## Given data:

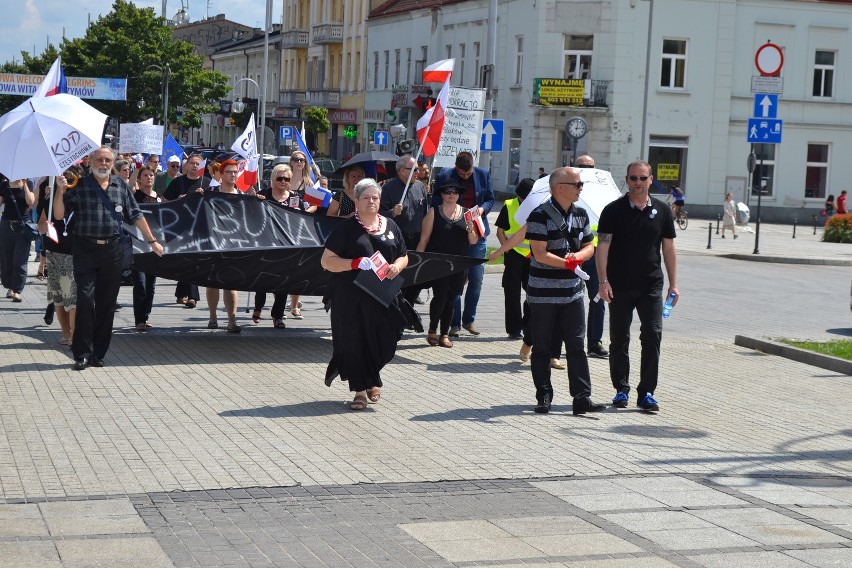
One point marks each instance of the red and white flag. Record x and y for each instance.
(246, 146)
(439, 72)
(54, 82)
(431, 124)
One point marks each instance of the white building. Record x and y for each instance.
(669, 81)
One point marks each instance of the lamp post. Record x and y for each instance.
(166, 71)
(239, 106)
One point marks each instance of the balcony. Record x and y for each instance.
(292, 98)
(328, 33)
(294, 39)
(570, 92)
(326, 99)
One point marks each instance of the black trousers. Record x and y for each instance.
(648, 304)
(568, 323)
(97, 271)
(516, 272)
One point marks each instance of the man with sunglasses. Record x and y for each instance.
(478, 193)
(632, 231)
(560, 239)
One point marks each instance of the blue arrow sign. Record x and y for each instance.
(492, 136)
(765, 106)
(764, 131)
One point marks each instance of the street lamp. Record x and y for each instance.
(239, 106)
(166, 71)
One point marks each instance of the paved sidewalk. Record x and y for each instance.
(197, 448)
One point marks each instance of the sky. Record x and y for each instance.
(27, 25)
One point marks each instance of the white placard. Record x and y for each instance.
(145, 138)
(462, 126)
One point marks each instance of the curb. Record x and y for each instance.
(788, 260)
(828, 362)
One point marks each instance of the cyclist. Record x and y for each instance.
(676, 193)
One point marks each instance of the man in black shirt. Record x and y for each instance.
(98, 252)
(631, 231)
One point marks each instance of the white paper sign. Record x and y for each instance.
(145, 138)
(462, 127)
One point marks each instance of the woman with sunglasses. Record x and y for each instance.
(301, 180)
(278, 192)
(445, 230)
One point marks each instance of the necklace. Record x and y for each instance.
(378, 228)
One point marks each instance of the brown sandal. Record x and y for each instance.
(359, 403)
(374, 394)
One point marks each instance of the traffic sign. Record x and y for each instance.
(769, 60)
(492, 136)
(765, 106)
(764, 131)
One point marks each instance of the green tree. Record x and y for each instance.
(134, 43)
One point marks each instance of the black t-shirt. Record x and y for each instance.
(634, 260)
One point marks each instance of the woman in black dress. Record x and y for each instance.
(445, 230)
(364, 332)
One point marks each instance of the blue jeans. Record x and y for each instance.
(475, 274)
(14, 254)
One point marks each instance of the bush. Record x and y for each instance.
(838, 229)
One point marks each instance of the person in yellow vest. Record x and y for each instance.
(516, 270)
(597, 307)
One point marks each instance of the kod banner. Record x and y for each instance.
(80, 87)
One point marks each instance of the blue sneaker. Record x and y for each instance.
(649, 404)
(620, 400)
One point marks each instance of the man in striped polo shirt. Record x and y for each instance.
(560, 240)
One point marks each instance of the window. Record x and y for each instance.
(763, 172)
(519, 59)
(461, 64)
(816, 174)
(387, 67)
(673, 70)
(823, 74)
(578, 56)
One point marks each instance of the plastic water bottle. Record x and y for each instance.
(667, 307)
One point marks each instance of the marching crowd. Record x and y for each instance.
(557, 259)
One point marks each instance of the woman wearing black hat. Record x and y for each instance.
(446, 231)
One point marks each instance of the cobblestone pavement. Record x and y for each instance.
(193, 447)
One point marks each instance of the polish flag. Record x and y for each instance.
(431, 124)
(54, 82)
(439, 72)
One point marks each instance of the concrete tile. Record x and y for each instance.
(749, 560)
(483, 550)
(545, 526)
(125, 552)
(29, 554)
(21, 521)
(611, 502)
(454, 530)
(696, 539)
(659, 520)
(581, 544)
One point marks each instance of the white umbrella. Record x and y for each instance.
(47, 135)
(599, 190)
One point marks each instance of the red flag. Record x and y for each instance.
(439, 72)
(431, 125)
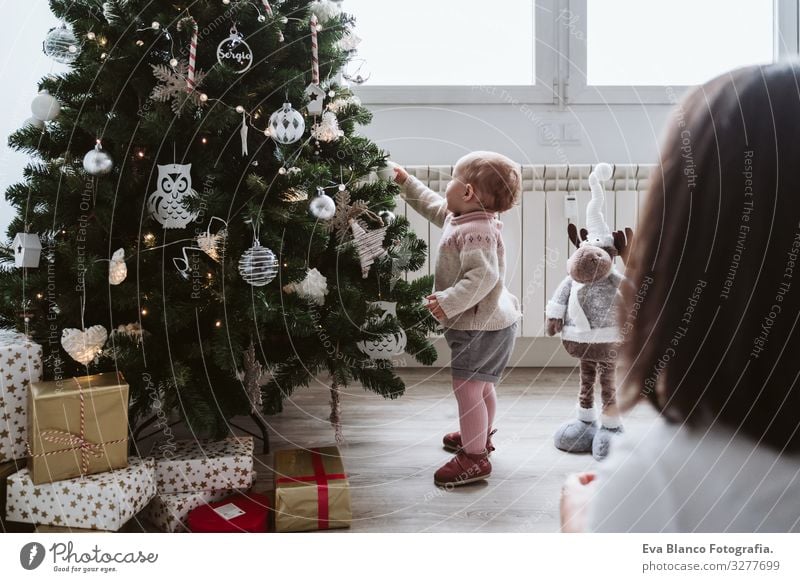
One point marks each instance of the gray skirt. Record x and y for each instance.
(480, 355)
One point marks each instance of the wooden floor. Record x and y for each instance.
(394, 447)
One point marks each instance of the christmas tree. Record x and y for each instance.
(210, 222)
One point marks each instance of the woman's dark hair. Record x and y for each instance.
(710, 317)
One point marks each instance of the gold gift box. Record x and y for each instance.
(63, 447)
(311, 490)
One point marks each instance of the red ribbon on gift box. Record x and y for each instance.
(321, 478)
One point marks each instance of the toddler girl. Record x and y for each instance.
(470, 300)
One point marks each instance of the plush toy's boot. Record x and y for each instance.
(577, 436)
(601, 443)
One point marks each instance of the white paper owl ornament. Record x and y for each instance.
(174, 187)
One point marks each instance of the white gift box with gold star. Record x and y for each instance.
(104, 501)
(168, 511)
(20, 364)
(191, 466)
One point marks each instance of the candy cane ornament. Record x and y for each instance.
(314, 52)
(314, 92)
(190, 76)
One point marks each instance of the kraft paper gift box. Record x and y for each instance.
(77, 426)
(168, 511)
(311, 490)
(191, 466)
(104, 501)
(20, 364)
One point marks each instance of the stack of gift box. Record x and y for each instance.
(73, 436)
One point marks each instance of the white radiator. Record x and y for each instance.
(535, 232)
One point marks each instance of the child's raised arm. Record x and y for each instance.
(421, 198)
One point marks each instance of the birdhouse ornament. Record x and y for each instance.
(27, 250)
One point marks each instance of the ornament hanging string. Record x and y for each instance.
(314, 51)
(190, 21)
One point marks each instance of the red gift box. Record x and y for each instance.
(210, 518)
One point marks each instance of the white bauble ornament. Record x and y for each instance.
(322, 206)
(286, 125)
(83, 346)
(388, 346)
(325, 10)
(327, 129)
(97, 162)
(313, 288)
(117, 269)
(166, 204)
(258, 265)
(603, 171)
(45, 107)
(33, 122)
(61, 45)
(235, 53)
(27, 250)
(387, 216)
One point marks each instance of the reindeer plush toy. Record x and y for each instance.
(584, 310)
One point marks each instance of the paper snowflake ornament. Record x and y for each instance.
(174, 86)
(313, 288)
(327, 129)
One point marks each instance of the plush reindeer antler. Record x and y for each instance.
(572, 232)
(623, 241)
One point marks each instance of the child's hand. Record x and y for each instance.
(576, 494)
(435, 308)
(400, 174)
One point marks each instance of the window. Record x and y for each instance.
(680, 42)
(445, 42)
(562, 51)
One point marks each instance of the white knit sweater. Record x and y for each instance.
(471, 264)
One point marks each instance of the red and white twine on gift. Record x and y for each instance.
(314, 51)
(75, 441)
(190, 84)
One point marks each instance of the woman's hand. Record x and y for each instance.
(576, 495)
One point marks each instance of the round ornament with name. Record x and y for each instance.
(234, 52)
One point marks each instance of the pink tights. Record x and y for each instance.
(476, 407)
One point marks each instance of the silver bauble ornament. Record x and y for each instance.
(258, 265)
(387, 216)
(33, 122)
(45, 107)
(322, 206)
(61, 45)
(286, 125)
(97, 162)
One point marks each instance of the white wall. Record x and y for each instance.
(22, 64)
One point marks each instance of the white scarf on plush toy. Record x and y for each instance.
(576, 313)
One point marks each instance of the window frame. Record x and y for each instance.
(560, 67)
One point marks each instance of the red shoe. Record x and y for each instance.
(462, 469)
(452, 442)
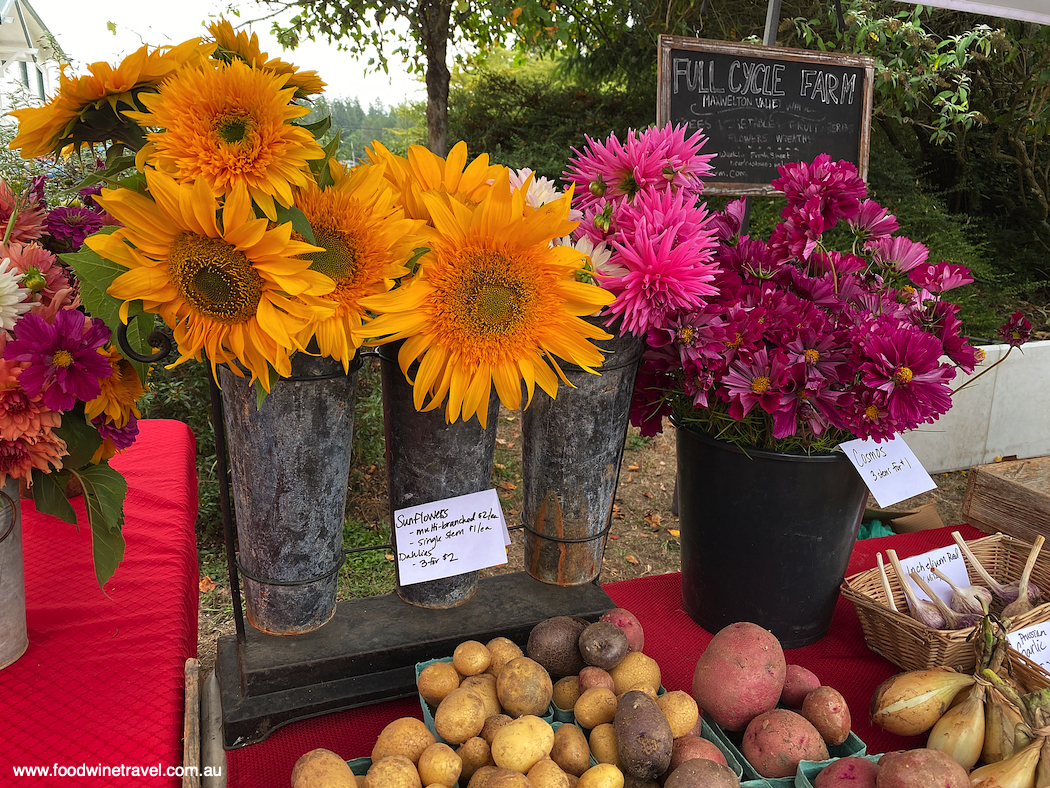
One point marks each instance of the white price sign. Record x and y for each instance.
(449, 537)
(889, 469)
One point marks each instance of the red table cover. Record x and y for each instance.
(102, 681)
(841, 660)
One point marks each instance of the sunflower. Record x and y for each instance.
(226, 288)
(90, 108)
(491, 304)
(233, 45)
(231, 126)
(366, 242)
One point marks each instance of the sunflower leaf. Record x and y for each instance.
(299, 222)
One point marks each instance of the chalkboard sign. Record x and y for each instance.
(762, 106)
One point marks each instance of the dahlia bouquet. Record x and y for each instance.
(833, 328)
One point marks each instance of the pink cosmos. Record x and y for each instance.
(62, 358)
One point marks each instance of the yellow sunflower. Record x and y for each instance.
(492, 304)
(233, 289)
(90, 108)
(230, 125)
(366, 242)
(232, 45)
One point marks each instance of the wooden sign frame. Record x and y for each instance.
(762, 106)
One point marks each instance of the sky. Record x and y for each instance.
(81, 29)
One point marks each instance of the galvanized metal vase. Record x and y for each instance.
(571, 450)
(290, 465)
(14, 639)
(429, 460)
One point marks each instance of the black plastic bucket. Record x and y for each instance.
(765, 537)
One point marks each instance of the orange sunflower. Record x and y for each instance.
(230, 125)
(366, 243)
(230, 287)
(491, 304)
(232, 45)
(90, 108)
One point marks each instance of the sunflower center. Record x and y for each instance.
(341, 256)
(214, 278)
(232, 128)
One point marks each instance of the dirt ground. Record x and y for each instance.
(644, 537)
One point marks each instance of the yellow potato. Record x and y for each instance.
(393, 771)
(440, 765)
(471, 658)
(436, 681)
(406, 737)
(680, 710)
(521, 743)
(595, 706)
(460, 716)
(603, 775)
(321, 768)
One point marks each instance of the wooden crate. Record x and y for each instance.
(1010, 497)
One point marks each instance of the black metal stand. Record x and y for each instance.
(368, 652)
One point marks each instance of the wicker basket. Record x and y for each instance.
(905, 642)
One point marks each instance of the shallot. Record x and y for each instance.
(923, 612)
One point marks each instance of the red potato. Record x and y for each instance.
(739, 676)
(798, 683)
(776, 741)
(852, 771)
(921, 768)
(629, 623)
(827, 710)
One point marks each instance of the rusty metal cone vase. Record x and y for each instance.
(290, 465)
(571, 452)
(431, 460)
(14, 639)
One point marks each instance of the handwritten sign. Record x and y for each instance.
(1033, 642)
(889, 469)
(948, 560)
(449, 537)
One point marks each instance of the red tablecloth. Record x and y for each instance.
(102, 681)
(841, 660)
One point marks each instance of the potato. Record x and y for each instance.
(393, 771)
(603, 775)
(406, 737)
(475, 753)
(921, 768)
(436, 681)
(460, 716)
(570, 750)
(798, 683)
(701, 773)
(680, 710)
(547, 773)
(775, 742)
(739, 676)
(471, 658)
(852, 771)
(524, 687)
(321, 768)
(519, 744)
(643, 735)
(567, 691)
(439, 764)
(595, 706)
(827, 710)
(635, 668)
(603, 744)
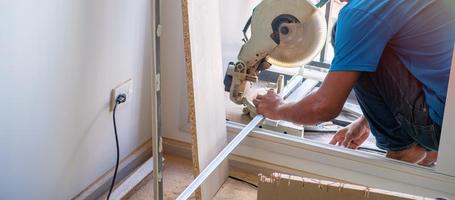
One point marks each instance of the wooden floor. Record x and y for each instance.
(178, 175)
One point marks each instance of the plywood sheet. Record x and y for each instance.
(202, 42)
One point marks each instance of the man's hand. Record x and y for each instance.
(268, 104)
(353, 135)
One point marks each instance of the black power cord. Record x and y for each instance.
(121, 98)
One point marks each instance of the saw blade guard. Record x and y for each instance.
(287, 33)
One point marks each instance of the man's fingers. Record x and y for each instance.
(259, 96)
(347, 140)
(256, 102)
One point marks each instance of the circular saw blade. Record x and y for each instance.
(301, 44)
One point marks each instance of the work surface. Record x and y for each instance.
(234, 113)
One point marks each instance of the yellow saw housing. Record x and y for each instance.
(304, 40)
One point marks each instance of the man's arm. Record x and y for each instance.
(320, 106)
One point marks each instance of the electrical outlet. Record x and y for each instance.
(124, 88)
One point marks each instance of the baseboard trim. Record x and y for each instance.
(127, 165)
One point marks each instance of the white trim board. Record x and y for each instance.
(207, 113)
(446, 158)
(133, 180)
(343, 164)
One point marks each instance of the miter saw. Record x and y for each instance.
(284, 33)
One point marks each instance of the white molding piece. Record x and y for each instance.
(133, 180)
(446, 157)
(126, 166)
(342, 164)
(207, 113)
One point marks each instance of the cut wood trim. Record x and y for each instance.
(207, 113)
(99, 187)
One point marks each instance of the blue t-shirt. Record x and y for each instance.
(421, 32)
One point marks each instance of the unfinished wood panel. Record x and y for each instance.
(202, 42)
(446, 163)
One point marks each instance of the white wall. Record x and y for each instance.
(59, 59)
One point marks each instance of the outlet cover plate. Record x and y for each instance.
(124, 88)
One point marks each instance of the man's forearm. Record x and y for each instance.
(310, 110)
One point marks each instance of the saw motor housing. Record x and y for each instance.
(285, 33)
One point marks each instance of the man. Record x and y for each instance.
(396, 55)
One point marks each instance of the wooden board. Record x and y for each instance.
(202, 42)
(281, 186)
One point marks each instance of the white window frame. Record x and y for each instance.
(354, 166)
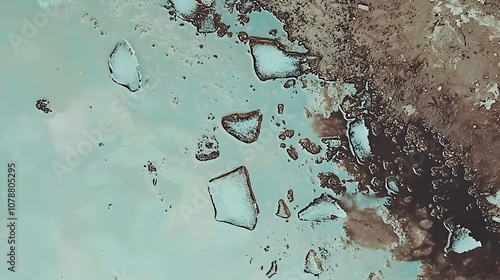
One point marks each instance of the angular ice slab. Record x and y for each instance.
(358, 140)
(283, 210)
(313, 263)
(243, 126)
(207, 148)
(123, 66)
(271, 61)
(323, 208)
(272, 270)
(184, 8)
(461, 241)
(233, 199)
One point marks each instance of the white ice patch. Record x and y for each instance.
(358, 139)
(270, 62)
(327, 96)
(184, 8)
(233, 199)
(124, 67)
(461, 241)
(323, 208)
(313, 263)
(494, 199)
(243, 126)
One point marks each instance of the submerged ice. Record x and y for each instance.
(358, 139)
(243, 126)
(233, 199)
(313, 263)
(124, 67)
(323, 208)
(271, 62)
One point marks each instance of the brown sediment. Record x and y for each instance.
(334, 125)
(412, 55)
(249, 136)
(415, 56)
(309, 146)
(366, 228)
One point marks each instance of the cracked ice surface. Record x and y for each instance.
(233, 199)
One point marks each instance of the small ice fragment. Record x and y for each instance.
(123, 66)
(272, 270)
(243, 126)
(184, 8)
(207, 149)
(358, 140)
(332, 142)
(363, 7)
(233, 199)
(271, 61)
(461, 241)
(289, 195)
(313, 263)
(323, 208)
(283, 210)
(391, 184)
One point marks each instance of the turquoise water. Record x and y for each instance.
(88, 210)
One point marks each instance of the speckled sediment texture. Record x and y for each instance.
(440, 57)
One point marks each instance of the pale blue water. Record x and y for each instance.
(90, 211)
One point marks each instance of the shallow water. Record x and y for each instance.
(89, 203)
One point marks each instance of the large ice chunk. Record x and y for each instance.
(233, 199)
(243, 126)
(323, 208)
(358, 140)
(123, 66)
(461, 241)
(271, 61)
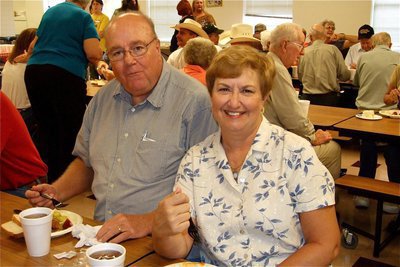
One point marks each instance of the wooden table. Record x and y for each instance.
(14, 251)
(326, 116)
(387, 129)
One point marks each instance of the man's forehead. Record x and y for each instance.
(186, 31)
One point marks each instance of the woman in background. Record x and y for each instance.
(65, 42)
(198, 54)
(392, 96)
(185, 11)
(13, 84)
(100, 20)
(258, 194)
(126, 6)
(200, 15)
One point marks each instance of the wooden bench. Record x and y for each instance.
(371, 188)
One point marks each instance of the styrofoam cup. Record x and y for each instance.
(305, 105)
(117, 262)
(37, 232)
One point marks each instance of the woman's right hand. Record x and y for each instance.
(172, 214)
(34, 198)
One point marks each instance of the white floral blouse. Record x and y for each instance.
(254, 221)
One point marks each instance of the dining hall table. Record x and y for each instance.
(385, 129)
(325, 117)
(139, 252)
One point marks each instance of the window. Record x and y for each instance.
(50, 3)
(271, 13)
(164, 15)
(385, 18)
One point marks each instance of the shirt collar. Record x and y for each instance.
(156, 97)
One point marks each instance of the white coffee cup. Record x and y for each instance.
(37, 231)
(305, 105)
(117, 261)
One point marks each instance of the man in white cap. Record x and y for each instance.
(189, 29)
(242, 34)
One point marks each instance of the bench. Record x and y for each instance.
(375, 189)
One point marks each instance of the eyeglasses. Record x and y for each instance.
(135, 51)
(301, 46)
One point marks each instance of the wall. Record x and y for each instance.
(348, 15)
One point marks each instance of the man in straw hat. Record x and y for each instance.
(283, 107)
(189, 29)
(213, 32)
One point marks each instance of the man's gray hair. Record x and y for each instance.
(285, 31)
(138, 13)
(382, 38)
(82, 2)
(199, 51)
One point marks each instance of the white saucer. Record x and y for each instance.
(375, 118)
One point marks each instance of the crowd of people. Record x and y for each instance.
(197, 149)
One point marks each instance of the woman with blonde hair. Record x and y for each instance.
(198, 54)
(13, 84)
(251, 194)
(200, 15)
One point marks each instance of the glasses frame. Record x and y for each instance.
(298, 45)
(131, 52)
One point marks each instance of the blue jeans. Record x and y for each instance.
(369, 159)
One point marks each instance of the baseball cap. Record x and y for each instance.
(211, 28)
(193, 26)
(260, 27)
(365, 32)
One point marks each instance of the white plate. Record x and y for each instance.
(190, 264)
(390, 113)
(375, 118)
(73, 217)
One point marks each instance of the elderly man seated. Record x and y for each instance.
(320, 69)
(189, 29)
(282, 106)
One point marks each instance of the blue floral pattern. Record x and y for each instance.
(254, 220)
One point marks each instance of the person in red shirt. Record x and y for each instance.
(21, 165)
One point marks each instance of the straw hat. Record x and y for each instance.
(193, 26)
(242, 33)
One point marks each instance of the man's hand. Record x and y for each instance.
(172, 215)
(125, 226)
(321, 137)
(34, 198)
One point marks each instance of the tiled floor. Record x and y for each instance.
(364, 219)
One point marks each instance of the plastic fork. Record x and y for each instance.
(56, 203)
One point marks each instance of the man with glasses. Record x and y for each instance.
(320, 69)
(282, 106)
(134, 134)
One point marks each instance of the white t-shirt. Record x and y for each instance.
(13, 84)
(254, 220)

## To be done:
Rewrite the rows as a numbered list, covering the part that opens with the line containing "One point marks each instance of the plastic fork." and runs through the end of the rows. Leave out any blank lines.

## Answer to the exercise:
1. One point marks each instance of the plastic fork. Record x and y for each instance.
2. (56, 203)
3. One point marks each instance of the man with glasses. Record x and y for each instance.
4. (320, 69)
5. (282, 106)
6. (134, 134)
7. One point marks each instance of the white t-shirt. Record x and y for each instance.
8. (13, 84)
9. (254, 220)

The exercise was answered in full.